**PROVIDED RECORDS:**
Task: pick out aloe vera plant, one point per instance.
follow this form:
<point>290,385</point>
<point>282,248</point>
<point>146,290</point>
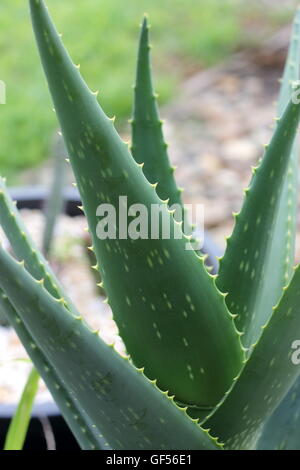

**SHORT EXERCISE:** Reproduce every line of the item above verbatim, omitting the picture.

**OUTPUT BELOW:**
Task: pick out aloe vera plant, one point per instance.
follow this form:
<point>290,385</point>
<point>282,248</point>
<point>146,290</point>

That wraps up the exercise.